§ **Request**
Recast the listing below as a numbered list, from its start through the line containing "212L953 265L864 343L862", omitting blank lines and leaving the pictures out.

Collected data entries
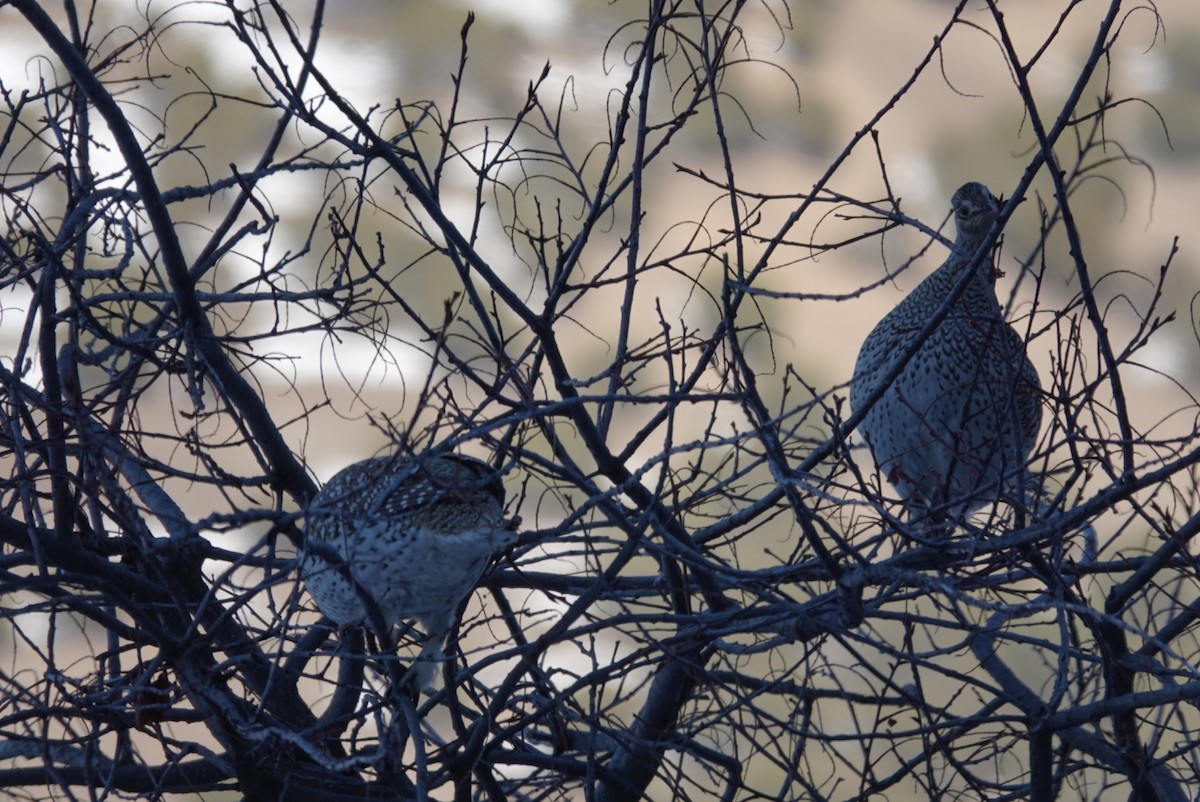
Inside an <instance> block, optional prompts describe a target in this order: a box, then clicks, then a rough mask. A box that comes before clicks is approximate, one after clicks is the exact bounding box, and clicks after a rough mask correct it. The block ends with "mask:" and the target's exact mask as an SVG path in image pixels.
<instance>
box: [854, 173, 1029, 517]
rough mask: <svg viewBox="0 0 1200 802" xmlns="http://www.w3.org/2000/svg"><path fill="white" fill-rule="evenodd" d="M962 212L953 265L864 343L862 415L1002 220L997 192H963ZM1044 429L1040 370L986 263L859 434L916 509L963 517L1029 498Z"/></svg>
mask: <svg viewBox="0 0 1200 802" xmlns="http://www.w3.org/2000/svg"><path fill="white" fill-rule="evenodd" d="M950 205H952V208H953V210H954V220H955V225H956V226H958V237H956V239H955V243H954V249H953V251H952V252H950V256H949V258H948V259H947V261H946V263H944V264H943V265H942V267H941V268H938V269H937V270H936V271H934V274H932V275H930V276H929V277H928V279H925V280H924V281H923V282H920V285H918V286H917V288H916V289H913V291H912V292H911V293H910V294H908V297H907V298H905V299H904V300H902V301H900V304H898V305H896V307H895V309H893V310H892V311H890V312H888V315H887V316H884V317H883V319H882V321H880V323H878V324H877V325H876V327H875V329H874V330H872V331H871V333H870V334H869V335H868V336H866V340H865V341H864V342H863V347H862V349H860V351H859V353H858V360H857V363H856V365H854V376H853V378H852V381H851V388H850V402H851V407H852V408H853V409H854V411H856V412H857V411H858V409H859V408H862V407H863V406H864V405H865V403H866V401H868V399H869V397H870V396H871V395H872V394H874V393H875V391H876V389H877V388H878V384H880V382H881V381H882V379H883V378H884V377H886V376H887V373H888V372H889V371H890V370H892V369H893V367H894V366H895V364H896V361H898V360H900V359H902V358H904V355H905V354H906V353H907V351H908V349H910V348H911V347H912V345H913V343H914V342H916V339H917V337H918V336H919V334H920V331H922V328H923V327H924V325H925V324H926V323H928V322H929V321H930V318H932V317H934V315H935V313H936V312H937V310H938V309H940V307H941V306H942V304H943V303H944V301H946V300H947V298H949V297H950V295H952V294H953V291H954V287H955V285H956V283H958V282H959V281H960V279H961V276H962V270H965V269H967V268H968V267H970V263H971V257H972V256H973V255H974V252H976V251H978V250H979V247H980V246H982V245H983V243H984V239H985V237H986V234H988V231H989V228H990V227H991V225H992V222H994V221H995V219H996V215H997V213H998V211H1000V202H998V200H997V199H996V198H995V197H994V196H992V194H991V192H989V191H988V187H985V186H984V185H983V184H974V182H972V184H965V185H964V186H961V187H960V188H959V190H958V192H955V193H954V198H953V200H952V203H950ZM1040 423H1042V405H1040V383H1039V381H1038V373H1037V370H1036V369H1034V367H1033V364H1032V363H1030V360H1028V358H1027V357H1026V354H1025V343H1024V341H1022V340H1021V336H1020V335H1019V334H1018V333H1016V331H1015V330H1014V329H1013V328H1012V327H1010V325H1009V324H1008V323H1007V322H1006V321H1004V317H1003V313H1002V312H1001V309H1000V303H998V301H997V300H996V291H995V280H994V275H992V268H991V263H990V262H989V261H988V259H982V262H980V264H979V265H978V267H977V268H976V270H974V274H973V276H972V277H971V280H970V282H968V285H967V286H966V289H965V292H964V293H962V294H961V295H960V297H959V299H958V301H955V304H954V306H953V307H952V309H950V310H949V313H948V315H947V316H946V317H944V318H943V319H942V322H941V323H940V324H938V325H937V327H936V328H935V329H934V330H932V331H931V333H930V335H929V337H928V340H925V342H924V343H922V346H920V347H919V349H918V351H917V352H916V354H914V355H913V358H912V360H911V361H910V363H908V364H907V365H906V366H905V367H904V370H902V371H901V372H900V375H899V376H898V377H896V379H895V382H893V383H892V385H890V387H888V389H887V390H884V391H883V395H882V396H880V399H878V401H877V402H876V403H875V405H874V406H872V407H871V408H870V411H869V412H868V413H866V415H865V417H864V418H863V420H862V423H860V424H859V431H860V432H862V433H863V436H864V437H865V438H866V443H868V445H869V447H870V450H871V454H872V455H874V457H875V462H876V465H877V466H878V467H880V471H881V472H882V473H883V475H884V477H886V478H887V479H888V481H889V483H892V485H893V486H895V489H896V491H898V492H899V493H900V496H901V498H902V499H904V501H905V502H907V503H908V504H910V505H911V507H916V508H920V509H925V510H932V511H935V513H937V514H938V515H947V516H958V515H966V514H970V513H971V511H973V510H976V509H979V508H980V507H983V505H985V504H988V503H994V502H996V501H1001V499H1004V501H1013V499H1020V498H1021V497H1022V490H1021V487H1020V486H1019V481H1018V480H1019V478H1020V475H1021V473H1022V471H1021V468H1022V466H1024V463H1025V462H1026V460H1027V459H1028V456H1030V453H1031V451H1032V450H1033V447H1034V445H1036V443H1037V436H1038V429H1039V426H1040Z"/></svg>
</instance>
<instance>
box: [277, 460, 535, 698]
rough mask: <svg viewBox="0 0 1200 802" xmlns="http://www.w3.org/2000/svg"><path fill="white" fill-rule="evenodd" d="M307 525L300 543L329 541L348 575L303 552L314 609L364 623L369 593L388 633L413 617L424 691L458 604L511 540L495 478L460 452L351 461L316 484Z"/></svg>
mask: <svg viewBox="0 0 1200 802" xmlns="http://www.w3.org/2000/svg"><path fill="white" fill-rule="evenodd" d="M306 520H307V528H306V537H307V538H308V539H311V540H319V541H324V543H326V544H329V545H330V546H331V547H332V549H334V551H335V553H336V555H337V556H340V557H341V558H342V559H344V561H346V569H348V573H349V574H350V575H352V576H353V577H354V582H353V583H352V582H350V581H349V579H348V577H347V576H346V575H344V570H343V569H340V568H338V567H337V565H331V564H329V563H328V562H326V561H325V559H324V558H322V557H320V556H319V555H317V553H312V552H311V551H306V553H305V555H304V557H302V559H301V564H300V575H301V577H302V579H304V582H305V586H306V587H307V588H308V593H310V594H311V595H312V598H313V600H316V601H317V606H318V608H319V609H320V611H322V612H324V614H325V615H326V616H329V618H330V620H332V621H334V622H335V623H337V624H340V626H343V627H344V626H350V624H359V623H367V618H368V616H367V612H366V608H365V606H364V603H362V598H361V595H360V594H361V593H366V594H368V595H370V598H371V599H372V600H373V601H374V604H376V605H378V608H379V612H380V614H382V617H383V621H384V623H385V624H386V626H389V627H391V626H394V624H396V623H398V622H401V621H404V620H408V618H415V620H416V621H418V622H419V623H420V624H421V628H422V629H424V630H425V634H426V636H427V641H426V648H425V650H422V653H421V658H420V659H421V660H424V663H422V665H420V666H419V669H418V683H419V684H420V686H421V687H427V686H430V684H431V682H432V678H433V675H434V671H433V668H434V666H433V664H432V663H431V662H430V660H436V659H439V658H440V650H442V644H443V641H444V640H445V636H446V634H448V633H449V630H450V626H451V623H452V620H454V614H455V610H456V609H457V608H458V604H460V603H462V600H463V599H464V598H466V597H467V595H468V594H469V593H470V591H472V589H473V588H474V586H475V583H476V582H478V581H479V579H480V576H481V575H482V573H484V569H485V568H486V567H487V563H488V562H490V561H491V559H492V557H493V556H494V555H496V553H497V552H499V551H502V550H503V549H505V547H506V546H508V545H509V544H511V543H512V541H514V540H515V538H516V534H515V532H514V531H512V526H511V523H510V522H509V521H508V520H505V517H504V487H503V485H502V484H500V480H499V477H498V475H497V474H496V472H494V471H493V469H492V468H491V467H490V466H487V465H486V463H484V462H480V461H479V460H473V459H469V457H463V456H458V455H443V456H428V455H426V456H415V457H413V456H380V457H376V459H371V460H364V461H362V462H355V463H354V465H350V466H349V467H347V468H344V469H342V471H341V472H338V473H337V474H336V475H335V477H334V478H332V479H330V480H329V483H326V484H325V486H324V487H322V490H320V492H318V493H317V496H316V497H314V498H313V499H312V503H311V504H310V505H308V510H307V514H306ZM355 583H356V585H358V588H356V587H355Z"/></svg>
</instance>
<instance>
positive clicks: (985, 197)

§ **Answer box**
1. Inside an <instance> block, optional prompts describe a target in this order: a box, then clicks, then a rough mask. A box that comes before clicks is approximate, one after clicks is the exact bounding box, and clicks after a rough mask correct it. The block ends with "mask:" and the target's exact mask as an SVG path in image pixels.
2. <instance>
3. box: [854, 173, 1029, 517]
4. rough mask: <svg viewBox="0 0 1200 802" xmlns="http://www.w3.org/2000/svg"><path fill="white" fill-rule="evenodd" d="M962 212L953 265L864 343L862 415L1002 220L997 192H963ZM1044 429L1040 370L986 263L859 434L916 509L963 517L1029 498Z"/></svg>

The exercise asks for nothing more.